# Start of Input for this task

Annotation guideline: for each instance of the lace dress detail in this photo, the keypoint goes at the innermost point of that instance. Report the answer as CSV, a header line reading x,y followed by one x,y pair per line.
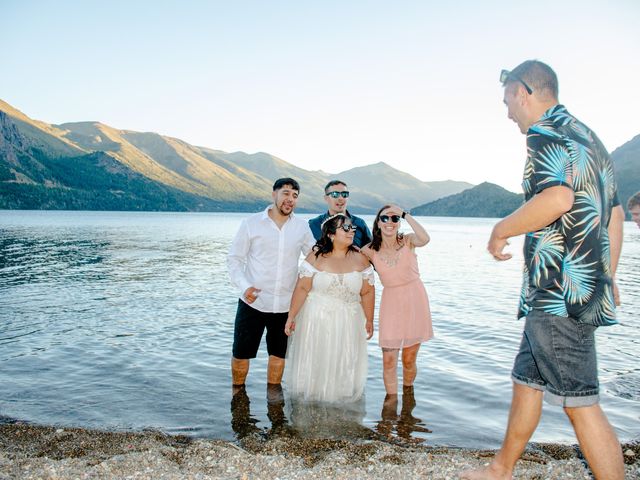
x,y
327,353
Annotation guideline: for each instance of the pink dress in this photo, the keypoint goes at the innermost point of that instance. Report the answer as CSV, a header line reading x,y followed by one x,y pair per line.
x,y
404,317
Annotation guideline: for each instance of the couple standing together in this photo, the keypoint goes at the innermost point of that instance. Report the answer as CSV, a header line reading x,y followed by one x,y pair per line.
x,y
328,312
572,221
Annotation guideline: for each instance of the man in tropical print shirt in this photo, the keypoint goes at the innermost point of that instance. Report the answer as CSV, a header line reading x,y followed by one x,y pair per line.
x,y
573,225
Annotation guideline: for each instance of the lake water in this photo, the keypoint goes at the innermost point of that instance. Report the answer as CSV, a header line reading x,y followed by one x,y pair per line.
x,y
125,321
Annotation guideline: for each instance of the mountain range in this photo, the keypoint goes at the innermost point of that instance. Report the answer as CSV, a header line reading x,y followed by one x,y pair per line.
x,y
93,166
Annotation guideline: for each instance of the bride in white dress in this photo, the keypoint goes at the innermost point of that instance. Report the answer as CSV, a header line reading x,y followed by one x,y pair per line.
x,y
330,319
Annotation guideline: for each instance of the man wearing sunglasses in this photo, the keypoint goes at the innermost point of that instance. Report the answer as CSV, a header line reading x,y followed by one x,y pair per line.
x,y
336,195
572,222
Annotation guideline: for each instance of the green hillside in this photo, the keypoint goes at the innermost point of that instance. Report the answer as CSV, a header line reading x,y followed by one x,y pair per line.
x,y
484,200
626,161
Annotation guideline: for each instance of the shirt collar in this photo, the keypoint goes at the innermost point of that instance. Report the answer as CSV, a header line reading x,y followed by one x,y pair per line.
x,y
265,213
554,111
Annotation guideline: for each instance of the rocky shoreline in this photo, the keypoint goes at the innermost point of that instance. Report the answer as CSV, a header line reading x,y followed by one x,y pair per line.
x,y
40,452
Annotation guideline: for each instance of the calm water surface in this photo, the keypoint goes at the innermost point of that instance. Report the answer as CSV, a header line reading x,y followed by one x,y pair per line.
x,y
125,321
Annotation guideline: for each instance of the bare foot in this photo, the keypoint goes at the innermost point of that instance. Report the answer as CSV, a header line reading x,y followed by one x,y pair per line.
x,y
489,472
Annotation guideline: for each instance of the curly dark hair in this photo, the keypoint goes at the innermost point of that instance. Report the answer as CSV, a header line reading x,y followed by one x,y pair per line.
x,y
324,244
377,233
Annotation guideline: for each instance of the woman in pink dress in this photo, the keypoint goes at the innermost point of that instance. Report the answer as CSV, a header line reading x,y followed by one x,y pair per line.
x,y
404,315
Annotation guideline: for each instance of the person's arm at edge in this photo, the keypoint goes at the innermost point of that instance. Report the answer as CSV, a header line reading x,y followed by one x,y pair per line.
x,y
420,237
300,292
367,298
541,210
237,258
615,229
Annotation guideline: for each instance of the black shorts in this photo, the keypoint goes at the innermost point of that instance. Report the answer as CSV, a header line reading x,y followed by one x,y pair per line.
x,y
248,330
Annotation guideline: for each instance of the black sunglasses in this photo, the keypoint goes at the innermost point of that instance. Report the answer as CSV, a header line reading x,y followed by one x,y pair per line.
x,y
344,194
506,75
393,218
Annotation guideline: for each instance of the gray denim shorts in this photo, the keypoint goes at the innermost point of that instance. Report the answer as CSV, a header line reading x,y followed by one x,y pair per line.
x,y
558,356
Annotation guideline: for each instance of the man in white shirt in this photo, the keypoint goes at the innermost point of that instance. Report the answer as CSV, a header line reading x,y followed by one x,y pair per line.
x,y
263,264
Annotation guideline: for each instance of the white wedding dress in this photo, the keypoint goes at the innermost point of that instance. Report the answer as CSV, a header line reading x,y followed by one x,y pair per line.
x,y
327,353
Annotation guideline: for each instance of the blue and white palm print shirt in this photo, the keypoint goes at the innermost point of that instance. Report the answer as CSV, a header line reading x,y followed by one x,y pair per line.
x,y
567,269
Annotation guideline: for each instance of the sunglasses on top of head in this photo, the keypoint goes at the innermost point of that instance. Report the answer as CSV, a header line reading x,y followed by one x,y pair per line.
x,y
392,218
348,227
506,75
334,194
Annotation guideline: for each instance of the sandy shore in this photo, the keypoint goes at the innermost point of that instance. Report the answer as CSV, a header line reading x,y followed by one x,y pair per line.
x,y
36,452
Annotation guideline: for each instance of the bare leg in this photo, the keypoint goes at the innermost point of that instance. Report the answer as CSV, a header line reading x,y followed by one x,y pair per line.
x,y
598,442
409,367
526,408
239,370
390,371
275,369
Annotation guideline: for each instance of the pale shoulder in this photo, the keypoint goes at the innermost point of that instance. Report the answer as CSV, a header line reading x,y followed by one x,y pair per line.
x,y
361,260
367,251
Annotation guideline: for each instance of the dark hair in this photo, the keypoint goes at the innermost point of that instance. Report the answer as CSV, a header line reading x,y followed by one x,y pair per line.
x,y
332,183
281,182
324,244
539,76
377,233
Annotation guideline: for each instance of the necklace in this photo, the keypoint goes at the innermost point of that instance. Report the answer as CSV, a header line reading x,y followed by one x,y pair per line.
x,y
391,260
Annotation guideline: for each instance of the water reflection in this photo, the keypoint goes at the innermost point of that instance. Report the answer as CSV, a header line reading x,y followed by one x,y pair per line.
x,y
244,424
394,426
329,420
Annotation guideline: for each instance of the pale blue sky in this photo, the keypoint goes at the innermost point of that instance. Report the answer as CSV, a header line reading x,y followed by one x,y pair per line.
x,y
324,85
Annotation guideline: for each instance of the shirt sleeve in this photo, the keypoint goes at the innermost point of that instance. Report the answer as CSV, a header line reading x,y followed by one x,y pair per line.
x,y
551,164
314,225
237,257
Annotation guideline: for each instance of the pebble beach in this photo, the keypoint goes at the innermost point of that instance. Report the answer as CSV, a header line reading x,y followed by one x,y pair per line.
x,y
42,452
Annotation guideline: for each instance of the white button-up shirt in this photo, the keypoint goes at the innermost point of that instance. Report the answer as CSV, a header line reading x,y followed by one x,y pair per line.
x,y
267,257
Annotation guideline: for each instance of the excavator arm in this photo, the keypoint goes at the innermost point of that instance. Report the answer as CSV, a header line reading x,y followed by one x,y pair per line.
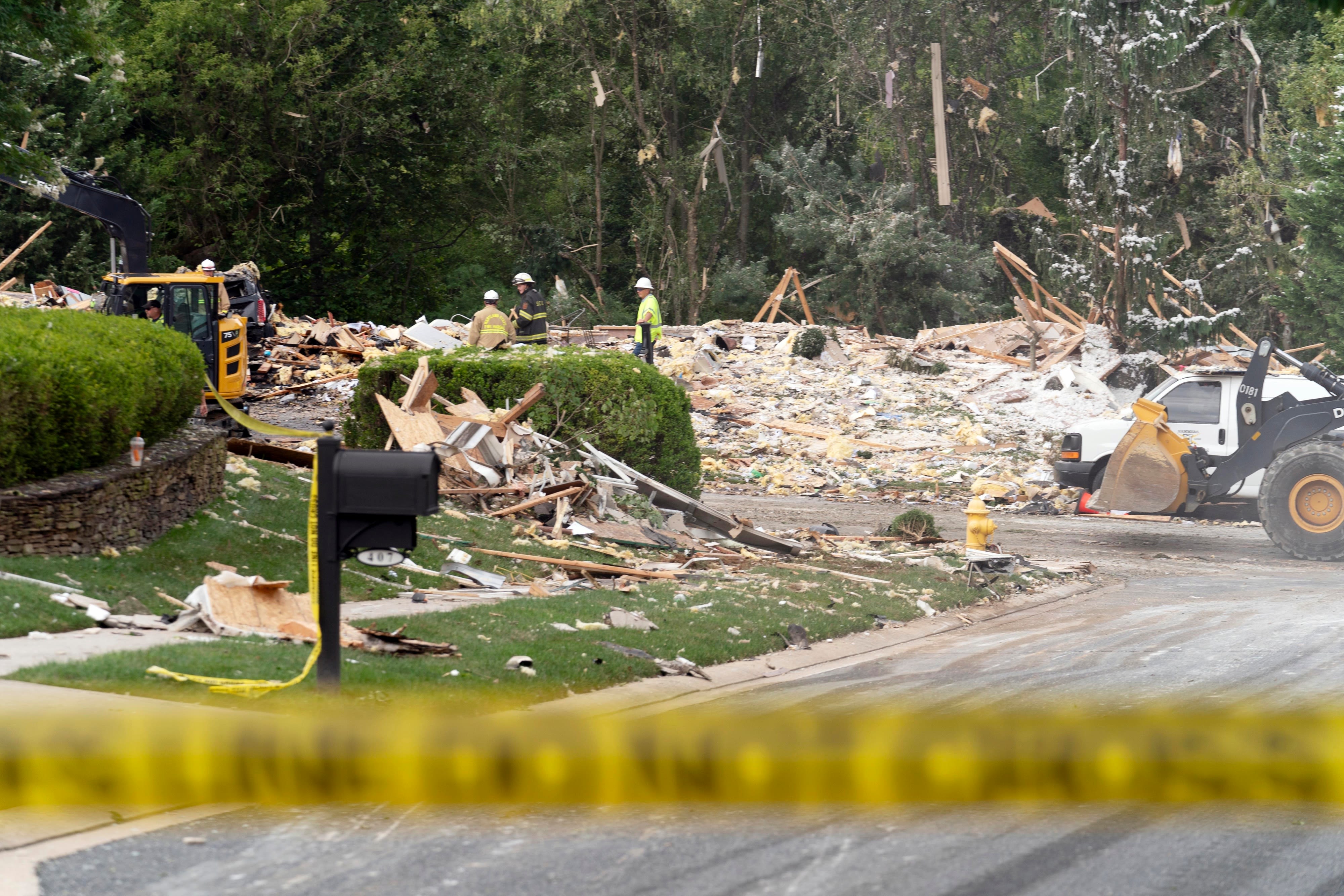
x,y
126,219
1265,429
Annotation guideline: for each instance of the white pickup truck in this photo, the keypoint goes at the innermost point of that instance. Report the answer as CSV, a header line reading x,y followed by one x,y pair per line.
x,y
1200,406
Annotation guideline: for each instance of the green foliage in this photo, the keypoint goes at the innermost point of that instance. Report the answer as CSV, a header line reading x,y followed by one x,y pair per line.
x,y
642,508
810,343
880,245
76,387
53,35
626,408
913,524
1181,332
912,365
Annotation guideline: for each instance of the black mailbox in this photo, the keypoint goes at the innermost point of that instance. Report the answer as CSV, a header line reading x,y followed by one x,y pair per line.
x,y
380,495
386,483
368,503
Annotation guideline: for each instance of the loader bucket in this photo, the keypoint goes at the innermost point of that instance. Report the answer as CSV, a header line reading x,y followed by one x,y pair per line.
x,y
1144,473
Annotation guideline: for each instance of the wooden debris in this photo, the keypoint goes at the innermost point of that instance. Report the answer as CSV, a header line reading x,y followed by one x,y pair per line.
x,y
541,499
581,565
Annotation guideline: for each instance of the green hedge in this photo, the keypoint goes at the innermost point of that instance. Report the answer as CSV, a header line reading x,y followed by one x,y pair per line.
x,y
76,387
622,405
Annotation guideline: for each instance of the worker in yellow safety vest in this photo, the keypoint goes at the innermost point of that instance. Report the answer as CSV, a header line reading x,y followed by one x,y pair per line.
x,y
648,313
491,328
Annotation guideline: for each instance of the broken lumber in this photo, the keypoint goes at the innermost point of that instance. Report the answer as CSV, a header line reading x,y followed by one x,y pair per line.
x,y
580,565
835,573
411,429
525,405
268,452
26,244
295,389
540,499
1009,359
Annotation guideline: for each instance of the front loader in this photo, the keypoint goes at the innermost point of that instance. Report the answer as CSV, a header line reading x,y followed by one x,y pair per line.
x,y
1302,498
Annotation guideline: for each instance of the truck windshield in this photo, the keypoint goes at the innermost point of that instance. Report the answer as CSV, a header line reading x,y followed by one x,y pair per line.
x,y
1194,402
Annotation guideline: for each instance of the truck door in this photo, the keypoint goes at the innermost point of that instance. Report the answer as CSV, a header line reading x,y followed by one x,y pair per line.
x,y
193,308
1195,410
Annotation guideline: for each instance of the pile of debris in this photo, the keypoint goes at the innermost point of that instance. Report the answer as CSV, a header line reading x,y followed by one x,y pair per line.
x,y
491,460
46,293
230,605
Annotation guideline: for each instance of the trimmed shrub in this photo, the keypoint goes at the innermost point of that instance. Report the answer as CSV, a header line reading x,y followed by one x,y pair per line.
x,y
811,343
915,526
76,387
622,405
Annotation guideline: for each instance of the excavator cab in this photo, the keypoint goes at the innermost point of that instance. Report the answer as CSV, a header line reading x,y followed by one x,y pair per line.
x,y
198,307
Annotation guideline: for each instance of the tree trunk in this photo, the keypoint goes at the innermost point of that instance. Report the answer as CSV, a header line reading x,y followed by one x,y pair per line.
x,y
745,188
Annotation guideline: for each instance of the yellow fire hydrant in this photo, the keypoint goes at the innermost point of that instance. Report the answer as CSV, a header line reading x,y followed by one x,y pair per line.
x,y
979,526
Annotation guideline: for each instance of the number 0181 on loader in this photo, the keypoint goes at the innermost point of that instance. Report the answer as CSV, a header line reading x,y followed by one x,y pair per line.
x,y
1302,498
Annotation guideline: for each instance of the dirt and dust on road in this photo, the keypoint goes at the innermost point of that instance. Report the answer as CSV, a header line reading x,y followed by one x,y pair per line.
x,y
1116,546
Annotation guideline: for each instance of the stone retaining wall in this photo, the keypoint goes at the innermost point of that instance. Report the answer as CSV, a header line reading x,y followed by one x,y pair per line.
x,y
116,506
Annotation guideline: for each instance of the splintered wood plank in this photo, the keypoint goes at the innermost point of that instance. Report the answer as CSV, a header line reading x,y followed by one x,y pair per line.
x,y
541,499
411,429
525,405
472,405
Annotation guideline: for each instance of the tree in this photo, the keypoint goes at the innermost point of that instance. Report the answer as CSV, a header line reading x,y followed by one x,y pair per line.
x,y
1120,120
45,34
876,242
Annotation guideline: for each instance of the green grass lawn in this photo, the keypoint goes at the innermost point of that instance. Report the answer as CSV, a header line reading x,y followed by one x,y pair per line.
x,y
757,602
177,562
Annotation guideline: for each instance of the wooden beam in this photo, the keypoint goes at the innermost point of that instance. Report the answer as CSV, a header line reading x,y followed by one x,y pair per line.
x,y
1152,303
1013,280
803,299
940,128
580,565
771,300
779,296
1064,348
1009,359
541,499
525,405
502,489
1017,262
26,244
295,389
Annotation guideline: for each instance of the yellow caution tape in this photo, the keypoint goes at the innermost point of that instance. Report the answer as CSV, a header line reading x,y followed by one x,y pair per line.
x,y
259,687
192,756
253,424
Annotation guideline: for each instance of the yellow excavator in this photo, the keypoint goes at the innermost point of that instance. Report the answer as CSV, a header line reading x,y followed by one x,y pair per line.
x,y
196,304
1302,496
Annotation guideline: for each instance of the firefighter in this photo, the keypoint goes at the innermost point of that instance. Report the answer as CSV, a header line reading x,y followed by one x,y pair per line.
x,y
491,328
530,313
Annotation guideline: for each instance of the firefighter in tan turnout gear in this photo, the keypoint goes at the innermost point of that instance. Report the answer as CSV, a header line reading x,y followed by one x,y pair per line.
x,y
491,328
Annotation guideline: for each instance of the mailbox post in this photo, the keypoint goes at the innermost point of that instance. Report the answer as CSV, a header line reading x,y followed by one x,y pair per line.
x,y
366,500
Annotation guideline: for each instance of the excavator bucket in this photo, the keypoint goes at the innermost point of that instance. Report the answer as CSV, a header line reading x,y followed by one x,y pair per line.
x,y
1144,473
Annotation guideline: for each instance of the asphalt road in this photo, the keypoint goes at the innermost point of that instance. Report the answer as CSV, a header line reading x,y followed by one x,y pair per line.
x,y
1208,612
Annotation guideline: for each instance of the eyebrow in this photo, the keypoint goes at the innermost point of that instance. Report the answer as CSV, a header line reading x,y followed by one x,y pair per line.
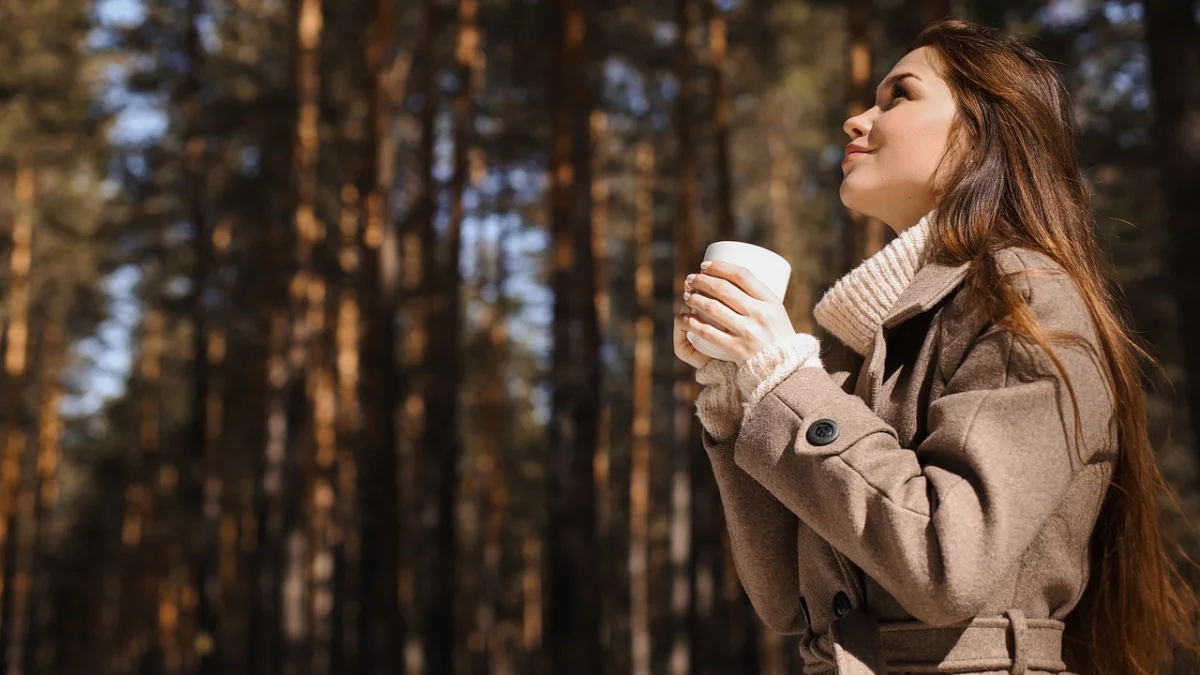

# End of Input for this task

Exercise prompt: Please extract every line of the listing above that contains the word "pebble", matching case exactly.

Task output:
Annotation guideline: for each instance of the pebble beach in this photo, the keypoint goes at the innermost point of that instance. Report the answer as CSV, a header line reading x,y followed by one x,y pair per line.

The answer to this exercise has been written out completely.